*Problem to solve*
Report every line in the entries below that contains the string "target", matching case exactly.

Records from a collection:
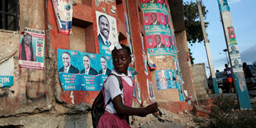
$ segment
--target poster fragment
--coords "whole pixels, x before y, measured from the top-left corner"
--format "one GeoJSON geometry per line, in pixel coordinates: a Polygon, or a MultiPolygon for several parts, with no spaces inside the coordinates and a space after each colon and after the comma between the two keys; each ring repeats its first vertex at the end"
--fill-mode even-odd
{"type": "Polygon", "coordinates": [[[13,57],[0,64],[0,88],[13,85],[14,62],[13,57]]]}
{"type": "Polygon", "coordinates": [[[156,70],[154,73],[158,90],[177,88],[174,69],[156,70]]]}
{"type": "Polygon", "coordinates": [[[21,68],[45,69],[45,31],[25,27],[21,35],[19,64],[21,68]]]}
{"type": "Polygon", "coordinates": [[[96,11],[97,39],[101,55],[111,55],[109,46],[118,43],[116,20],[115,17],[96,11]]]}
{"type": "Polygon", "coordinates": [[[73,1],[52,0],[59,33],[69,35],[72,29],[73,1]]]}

...

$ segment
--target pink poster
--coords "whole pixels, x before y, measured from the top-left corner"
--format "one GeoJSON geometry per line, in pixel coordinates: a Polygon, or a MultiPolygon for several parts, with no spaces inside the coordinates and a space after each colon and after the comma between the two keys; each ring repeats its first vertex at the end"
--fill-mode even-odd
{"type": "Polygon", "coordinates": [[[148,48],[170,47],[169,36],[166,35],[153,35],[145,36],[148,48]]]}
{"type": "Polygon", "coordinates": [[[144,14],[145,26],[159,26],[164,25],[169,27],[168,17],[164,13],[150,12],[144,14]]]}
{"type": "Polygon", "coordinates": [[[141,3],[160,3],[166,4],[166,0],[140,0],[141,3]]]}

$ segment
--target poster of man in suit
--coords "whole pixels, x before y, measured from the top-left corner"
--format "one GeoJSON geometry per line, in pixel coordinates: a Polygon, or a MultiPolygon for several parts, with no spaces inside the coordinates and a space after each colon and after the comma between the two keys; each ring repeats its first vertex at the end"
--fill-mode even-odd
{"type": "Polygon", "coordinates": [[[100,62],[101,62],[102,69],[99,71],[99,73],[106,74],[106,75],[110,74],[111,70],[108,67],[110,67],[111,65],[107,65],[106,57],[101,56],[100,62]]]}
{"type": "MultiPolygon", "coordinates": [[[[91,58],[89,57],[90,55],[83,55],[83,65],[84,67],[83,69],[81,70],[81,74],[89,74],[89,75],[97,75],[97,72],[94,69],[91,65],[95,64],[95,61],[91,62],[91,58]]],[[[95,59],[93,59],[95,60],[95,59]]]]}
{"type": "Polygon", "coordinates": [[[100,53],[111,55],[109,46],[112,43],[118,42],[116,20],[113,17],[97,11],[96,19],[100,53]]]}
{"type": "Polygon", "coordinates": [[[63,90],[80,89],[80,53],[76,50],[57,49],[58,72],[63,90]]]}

*Solution*
--target poster fragment
--target pink poster
--target poster of man in suit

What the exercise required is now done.